Übungsaufgaben>
a: In welchem Format liegen laut der Forumsdiskussion zum fehlenden Ton alle Quellfilme vor?
b: Zählen Sie sämtliche Prüfungen und Maßnahmen auf, die axn in der Forumsdiskussion zum fehlenden Ton vorschlägt.
c: Greifen Sie die Forumsdiskussion zum fehlenden Ton nach ihrem letzten Satz auf und führen Sie sie weiter.

Ausgangsdokument>
Andernfalls hast du womöglich die Tonspur deaktiviert.

Gruß 
Spock


----------



## absolutneuromancer (10. Januar 2007)

Hallo NYCity, hallo SpockData,

an dieser Stelle erst einmal Dank für eure Antworten.

Alle (Quell-)Filme sind ganz normale DV-AVIs, die vollkommen ohne Fehler wiedergegeben werden können.

Alle Tonspuren sind auf "an" gestellt. Das Projekt, welches ich importiere, füge ich (der Einfachheit halber) hinter dem schon bestehenden Projekt auf die Videospur 1 und Audiospur 1 ein. 

Bei nur einem eingefügten Filmprojekt (also Film2 wird in Film1 importiert) klappt alles noch ganz gut. Wenn ich dann ein weiteres Projekt (Film3) auch noch dazupacken möchte, ist plötzlich aller Ton weg - obwohl die Tonspur natürlich weiterhin auf "an" steht - woran auch immer das liegt... Auch nach abgeschlossener Indexierung ändert sich daran nichts.

Vielleicht wisst ihr hier ja noch weiter?

Viele Grüße


----------



## axn (10. Januar 2007)

Ton weg ist relativ. Siehst du die Waveform in den Spuren noch? Gibt es eventuell Pegelausschläge im Audiomixer? Vielleicht werden aus irgend einem Grund die Wiedergabe Settings verändert (z.B. Audiowiedergabe nur auf DV-Gerät). - Überprüfen.
Versuch doch alternativ mal ein Neuverknüpfen des Quellmaterials..

mfg

axn


----------



## chmee (11. Januar 2007)

Vielleicht hilft folgender Tip:
Erstmal das zweite Projekt in das erste importieren
Danach die Daten des importierten Projekts in eine eigene, neue Timeline(Sequence) kopieren.

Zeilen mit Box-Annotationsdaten
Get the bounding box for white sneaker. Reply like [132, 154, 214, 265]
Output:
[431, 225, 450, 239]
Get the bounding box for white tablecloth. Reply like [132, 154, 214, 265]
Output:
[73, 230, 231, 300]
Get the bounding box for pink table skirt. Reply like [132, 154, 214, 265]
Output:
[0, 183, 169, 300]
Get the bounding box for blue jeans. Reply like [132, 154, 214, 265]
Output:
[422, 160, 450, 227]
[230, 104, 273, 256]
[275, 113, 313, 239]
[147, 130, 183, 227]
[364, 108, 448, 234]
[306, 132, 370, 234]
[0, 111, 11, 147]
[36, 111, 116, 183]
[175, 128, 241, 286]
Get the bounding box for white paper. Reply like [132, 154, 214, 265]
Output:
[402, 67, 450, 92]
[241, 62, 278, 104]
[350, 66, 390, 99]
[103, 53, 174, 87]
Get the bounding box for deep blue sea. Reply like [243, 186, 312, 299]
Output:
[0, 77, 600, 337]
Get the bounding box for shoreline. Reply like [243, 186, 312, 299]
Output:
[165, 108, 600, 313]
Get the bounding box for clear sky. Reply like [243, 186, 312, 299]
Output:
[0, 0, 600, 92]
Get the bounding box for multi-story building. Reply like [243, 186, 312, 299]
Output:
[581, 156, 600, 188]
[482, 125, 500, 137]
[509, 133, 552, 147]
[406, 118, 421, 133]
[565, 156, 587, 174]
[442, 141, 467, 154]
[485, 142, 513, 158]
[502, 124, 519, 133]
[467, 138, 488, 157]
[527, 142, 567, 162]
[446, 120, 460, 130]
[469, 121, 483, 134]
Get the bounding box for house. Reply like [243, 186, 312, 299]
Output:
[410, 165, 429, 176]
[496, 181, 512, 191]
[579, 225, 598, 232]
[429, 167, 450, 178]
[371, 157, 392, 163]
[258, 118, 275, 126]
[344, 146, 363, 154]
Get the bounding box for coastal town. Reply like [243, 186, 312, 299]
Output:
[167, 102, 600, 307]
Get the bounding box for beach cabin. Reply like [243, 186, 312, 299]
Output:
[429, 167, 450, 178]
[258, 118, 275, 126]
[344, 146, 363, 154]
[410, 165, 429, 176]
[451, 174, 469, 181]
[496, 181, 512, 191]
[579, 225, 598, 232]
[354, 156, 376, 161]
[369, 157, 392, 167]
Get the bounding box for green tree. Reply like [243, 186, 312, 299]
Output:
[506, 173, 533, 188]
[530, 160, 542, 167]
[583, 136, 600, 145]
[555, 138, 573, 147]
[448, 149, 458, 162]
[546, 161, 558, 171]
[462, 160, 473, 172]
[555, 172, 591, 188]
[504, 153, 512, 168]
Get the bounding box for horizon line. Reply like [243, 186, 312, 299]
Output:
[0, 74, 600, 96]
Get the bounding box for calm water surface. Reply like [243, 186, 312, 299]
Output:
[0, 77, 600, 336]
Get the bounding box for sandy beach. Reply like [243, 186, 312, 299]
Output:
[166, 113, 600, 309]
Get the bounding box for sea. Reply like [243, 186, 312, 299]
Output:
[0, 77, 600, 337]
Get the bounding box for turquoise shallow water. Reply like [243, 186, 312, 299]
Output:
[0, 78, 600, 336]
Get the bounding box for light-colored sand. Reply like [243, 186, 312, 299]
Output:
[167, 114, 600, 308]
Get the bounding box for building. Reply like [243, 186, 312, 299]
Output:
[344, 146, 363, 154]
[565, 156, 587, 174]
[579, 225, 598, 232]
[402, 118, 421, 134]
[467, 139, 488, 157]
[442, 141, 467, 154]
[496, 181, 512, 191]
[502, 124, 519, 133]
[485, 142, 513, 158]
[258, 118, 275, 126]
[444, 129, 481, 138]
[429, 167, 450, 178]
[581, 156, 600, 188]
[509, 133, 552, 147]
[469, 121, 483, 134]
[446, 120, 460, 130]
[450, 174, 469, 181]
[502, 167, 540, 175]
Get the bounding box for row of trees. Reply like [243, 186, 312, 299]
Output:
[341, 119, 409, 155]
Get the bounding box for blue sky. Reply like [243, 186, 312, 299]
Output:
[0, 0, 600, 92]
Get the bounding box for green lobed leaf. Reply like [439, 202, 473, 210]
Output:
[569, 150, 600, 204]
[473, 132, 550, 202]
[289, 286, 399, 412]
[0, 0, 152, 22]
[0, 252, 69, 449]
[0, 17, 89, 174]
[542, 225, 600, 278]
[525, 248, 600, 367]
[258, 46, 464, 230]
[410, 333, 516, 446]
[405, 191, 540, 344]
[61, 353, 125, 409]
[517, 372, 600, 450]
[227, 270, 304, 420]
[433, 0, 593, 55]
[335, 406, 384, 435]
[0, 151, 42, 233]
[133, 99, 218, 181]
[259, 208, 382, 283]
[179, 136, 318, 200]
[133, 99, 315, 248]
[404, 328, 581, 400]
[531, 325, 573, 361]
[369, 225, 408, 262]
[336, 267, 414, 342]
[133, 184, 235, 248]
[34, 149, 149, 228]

Antworten je Aufgabe>
a: Als ganz normale DV-AVIs.

b:
- Prüfen, ob die Waveform in den Spuren noch zu sehen ist
- Prüfen, ob es Pegelausschläge im Audiomixer gibt
- Prüfen, ob die Wiedergabe-Settings verändert wurden (z. B. Audiowiedergabe nur auf DV-Gerät)
- Das Quellmaterial neu verknüpfen

c:
Das Selbe mit dem dritten Projekt machen.

Nun solltest Du drei Timelines/Sequences haben mit den jeweiligen Projekten.
Nun kann man entweder auf Fehlersuche gehen, oder
bei erfolgreicher Fehlerbehebung die 3 Sequences in einer Vierten zusammenlegen.

mfg chmee


----------



## Zapundzip (5. September 2010)

Hallo,
ich habe ein ganz ähnliches Problem.
Ich habe aus einer Sequenz per Ctr+C Videodaten von einem Projekt in eine Sequenz eines anderen Projektes kopiert und damit den ganzen Tag gearbeitet. Da war die Audiospur noch vorhanden. Als ich aber das Programm geschlossen und erneut geöffnet habe, war die Audiospur nur noch eine flache Linie ohne Ton. Wie kann ich meine Arbeit jetzt noch retten? Wie kann ich das verlorene Audiomaterial wieder herholen. Wie kann ich eine Verknüpfung mit dem Quellmaterial herstellen?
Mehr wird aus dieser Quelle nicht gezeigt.